MATERIAL FOR THIS EXERCISE:
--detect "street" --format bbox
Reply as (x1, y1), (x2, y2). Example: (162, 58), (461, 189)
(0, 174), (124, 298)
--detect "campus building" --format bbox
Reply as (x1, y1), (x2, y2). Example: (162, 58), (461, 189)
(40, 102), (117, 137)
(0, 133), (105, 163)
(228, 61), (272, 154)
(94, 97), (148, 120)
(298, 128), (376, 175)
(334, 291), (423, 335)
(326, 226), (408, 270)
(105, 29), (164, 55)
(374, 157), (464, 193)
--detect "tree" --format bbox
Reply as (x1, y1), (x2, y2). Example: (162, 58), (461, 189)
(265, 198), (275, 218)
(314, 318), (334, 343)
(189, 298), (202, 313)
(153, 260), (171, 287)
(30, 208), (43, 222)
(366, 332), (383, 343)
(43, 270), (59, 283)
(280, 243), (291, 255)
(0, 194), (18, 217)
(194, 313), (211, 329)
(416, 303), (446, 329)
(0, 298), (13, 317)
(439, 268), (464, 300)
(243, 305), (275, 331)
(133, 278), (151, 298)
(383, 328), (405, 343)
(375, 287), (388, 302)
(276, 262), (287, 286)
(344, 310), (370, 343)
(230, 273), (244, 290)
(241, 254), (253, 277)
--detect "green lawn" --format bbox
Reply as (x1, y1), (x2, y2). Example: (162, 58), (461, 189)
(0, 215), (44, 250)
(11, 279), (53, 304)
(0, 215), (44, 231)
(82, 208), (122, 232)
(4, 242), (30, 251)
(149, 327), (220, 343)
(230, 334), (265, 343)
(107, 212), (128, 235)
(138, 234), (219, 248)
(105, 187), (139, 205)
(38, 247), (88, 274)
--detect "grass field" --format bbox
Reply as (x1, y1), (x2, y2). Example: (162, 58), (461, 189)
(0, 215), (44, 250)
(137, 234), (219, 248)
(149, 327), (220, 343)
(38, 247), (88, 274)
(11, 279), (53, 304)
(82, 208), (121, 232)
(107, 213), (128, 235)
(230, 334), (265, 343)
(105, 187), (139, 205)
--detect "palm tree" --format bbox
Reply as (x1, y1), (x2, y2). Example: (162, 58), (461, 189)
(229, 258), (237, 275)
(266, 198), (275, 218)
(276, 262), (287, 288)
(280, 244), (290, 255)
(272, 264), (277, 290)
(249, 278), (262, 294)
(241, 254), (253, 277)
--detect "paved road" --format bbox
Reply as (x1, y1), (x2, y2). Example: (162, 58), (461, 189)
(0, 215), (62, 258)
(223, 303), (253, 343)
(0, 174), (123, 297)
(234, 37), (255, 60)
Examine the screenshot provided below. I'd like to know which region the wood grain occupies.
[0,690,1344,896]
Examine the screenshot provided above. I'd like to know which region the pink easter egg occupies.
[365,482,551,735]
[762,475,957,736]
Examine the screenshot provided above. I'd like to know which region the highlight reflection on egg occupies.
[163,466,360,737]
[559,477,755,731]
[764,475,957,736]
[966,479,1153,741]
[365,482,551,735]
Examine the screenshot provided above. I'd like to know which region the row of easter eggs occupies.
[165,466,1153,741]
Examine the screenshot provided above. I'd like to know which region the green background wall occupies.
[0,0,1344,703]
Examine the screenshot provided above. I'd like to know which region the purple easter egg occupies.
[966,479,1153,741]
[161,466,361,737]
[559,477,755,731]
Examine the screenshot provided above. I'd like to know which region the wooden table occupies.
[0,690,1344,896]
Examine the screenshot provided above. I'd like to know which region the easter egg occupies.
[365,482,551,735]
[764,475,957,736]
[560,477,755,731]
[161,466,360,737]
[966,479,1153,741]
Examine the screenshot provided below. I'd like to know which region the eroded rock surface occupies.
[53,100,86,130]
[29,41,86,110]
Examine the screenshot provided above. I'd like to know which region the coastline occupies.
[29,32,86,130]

WRITTEN PROBLEM: Change every "Reply as" in the rows above to "Answer in the form", and write out all the rows again with nothing else altered.

THE OUTPUT:
--detect "street" --format bbox
Answer in the form (x1, y1), (x2, y2). Example: (162, 58), (461, 189)
(0, 174), (124, 298)
--detect "campus building" --format bbox
Answer in the form (x1, y1), (x2, y2). Example: (162, 58), (461, 189)
(40, 102), (117, 137)
(0, 133), (105, 163)
(228, 61), (272, 154)
(94, 97), (148, 120)
(298, 128), (376, 175)
(334, 291), (423, 335)
(326, 226), (408, 270)
(105, 29), (164, 55)
(374, 157), (464, 193)
--detect "tree" --format bbox
Answer in the form (x1, y1), (x2, y2). Example: (162, 58), (461, 189)
(265, 198), (275, 218)
(314, 318), (334, 343)
(189, 298), (202, 313)
(153, 260), (171, 287)
(30, 208), (43, 222)
(366, 332), (383, 343)
(43, 270), (59, 283)
(280, 243), (291, 255)
(0, 194), (18, 217)
(194, 313), (211, 329)
(416, 303), (446, 329)
(0, 298), (13, 317)
(439, 268), (464, 300)
(243, 305), (275, 331)
(133, 278), (151, 298)
(383, 328), (405, 343)
(375, 287), (388, 302)
(276, 262), (287, 286)
(344, 310), (370, 343)
(230, 273), (244, 290)
(241, 254), (253, 277)
--detect "green lawn" --format bbox
Answer in the form (x1, y1), (x2, y2). Example: (162, 58), (461, 189)
(0, 215), (44, 250)
(11, 279), (53, 304)
(0, 215), (44, 231)
(82, 208), (122, 232)
(4, 242), (30, 251)
(149, 327), (220, 343)
(230, 334), (265, 343)
(107, 212), (128, 235)
(138, 234), (219, 248)
(105, 187), (139, 205)
(38, 247), (88, 274)
--detect "grass field" --format bbox
Answer in the form (x1, y1), (x2, y2). Example: (162, 58), (461, 189)
(0, 215), (44, 250)
(137, 234), (219, 248)
(149, 327), (220, 343)
(38, 247), (88, 274)
(11, 279), (53, 304)
(82, 208), (121, 232)
(107, 213), (128, 235)
(230, 334), (265, 343)
(105, 187), (139, 205)
--detect "palm tree" --format bbox
Answer in the form (x1, y1), (x2, y2). Example: (162, 58), (461, 189)
(229, 258), (237, 275)
(266, 198), (275, 218)
(276, 262), (287, 288)
(280, 244), (290, 255)
(272, 264), (277, 290)
(249, 278), (262, 294)
(241, 254), (253, 277)
--detect "paved road" --format bbox
Answer in the form (x1, y1), (x2, y2). Example: (162, 58), (461, 189)
(0, 215), (62, 258)
(223, 303), (253, 343)
(0, 174), (123, 297)
(234, 37), (255, 60)
Examine the screenshot provided below. I'd like to know which region the wood grain occupies.
[0,690,1344,896]
Examine the screenshot provided above. I'd like to know which region the pink easter egg occupies.
[365,482,551,735]
[762,475,957,736]
Examine the screenshot provided above. I'd like to know which region the highlight reflection on egg occupies.
[163,466,360,737]
[559,477,755,731]
[764,475,957,736]
[966,479,1153,741]
[365,482,551,735]
Examine the screenshot provided above. I'd like to know which region the row of easter eggs occupies.
[165,466,1153,741]
Examine the screenshot provided above. I'd like to know which region the green background wall occupies.
[0,0,1344,703]
Examine the screenshot provided above. I'd like to know which region the purple easter egg occupies.
[966,479,1153,741]
[161,466,361,737]
[559,477,755,731]
Examine the screenshot provided above. I'd like to know which region the wooden table occupies.
[0,690,1344,896]
Examine the screenshot provided above. I'd like to know which region the easter egg occupies.
[365,482,551,735]
[764,475,957,736]
[560,477,755,731]
[161,466,360,737]
[966,479,1153,741]
Examine the screenshot provided below. I'd like to know which region the eroded rock surface occupies.
[53,100,86,130]
[29,41,86,110]
Examine the screenshot provided above. I'd like to know which region the coastline occupies.
[29,32,86,130]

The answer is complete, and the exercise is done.